Inhalt

OLG München, Hinweisbeschluss v. 22.04.2020 – 28 U 345/20 Bau
Titel:

Fehlerhafte Beweiswürdigung, Eigene Beweiswürdigung, festgestellter Sachverhalt, Mängelrüge, Erstgericht, Darlegungs- und Beweislast, Werkvertrag, Rechtsfehler, Sicherung einer einheitlichen Rechtsprechung, Abrechnungsverhältnis, Vergütungsabrede, Erstinstanzliche Feststellungen, Rücknahme der Berufung, Fliesenarbeiten, Überzeugungsbildung, Vorbringen erster Instanz, Fehlende Fälligkeit, Andere Schuldverhältnisse, Schlußrechnung, Aussicht auf Erfolg

Schlagworte:
Werkvertrag, Vergütungsabrede, Mängelrügen, Beweiswürdigung, Fälligkeit, Berufung, Rücknahme
Vorinstanz:
LG München I, Endurteil vom 13.12.2019 – 10 HK O 12809/18
Rechtsmittelinstanzen:
OLG München, Beschluss vom 04.06.2020 – 28 U 345/20 Bau
BGH Karlsruhe, Beschluss vom 01.06.2022 – VII ZR 93/20
Fundstelle:
BeckRS 2020, 63369

Tenor

Der Senat beabsichtigt, die Berufung gegen das Urteil des Landgerichts München I vom 13.12.2019, Az. 10 HK O 12809/18, gemäß § 522 Abs. 2 ZPO zurückzuweisen, weil er einstimmig der Auffassung ist, dass die Berufung offensichtlich keine Aussicht auf Erfolg hat, der Rechtssache auch keine grundsätzliche Bedeutung zukommt, weder die Fortbildung des Rechts noch die Sicherung einer einheitlichen Rechtsprechung eine Entscheidung des Berufungsgerichts erfordern und die Durchführung einer mündlichen Verhandlung über die Berufung nicht geboten ist.

EXTRAHIERTES MATERIAL:

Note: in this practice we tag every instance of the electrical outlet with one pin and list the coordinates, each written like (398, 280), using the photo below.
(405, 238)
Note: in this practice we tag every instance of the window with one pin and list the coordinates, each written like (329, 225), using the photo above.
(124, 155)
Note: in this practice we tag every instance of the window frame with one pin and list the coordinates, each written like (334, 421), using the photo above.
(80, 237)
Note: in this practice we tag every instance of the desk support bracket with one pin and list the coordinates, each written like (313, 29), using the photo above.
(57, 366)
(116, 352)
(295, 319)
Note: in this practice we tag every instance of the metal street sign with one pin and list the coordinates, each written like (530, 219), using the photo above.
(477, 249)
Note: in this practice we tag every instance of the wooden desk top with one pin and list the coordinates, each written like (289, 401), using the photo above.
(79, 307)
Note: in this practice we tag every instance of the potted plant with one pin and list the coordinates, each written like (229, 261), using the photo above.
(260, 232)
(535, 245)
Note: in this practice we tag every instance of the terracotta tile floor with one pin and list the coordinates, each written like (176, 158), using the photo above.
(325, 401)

ZIEL:
Schreiben Sie aus dem Hinweisbeschluss die Stelle wortgetreu ab, die mit „Der Senat beabsichtigt, die“ beginnt und bis einschließlich „nicht geboten ist.“ reicht.

ERGEBNIS:
Der Senat beabsichtigt, die Berufung gegen das Urteil des Landgerichts München I vom 13.12.2019, Az. 10 HK O 12809/18, gemäß § 522 Abs. 2 ZPO zurückzuweisen, weil er einstimmig der Auffassung ist, dass die Berufung offensichtlich keine Aussicht auf Erfolg hat, der Rechtssache auch keine grundsätzliche Bedeutung zukommt, weder die Fortbildung des Rechts noch die Sicherung einer einheitlichen Rechtsprechung eine Entscheidung des Berufungsgerichts erfordern und die Durchführung einer mündlichen Verhandlung über die Berufung nicht geboten ist.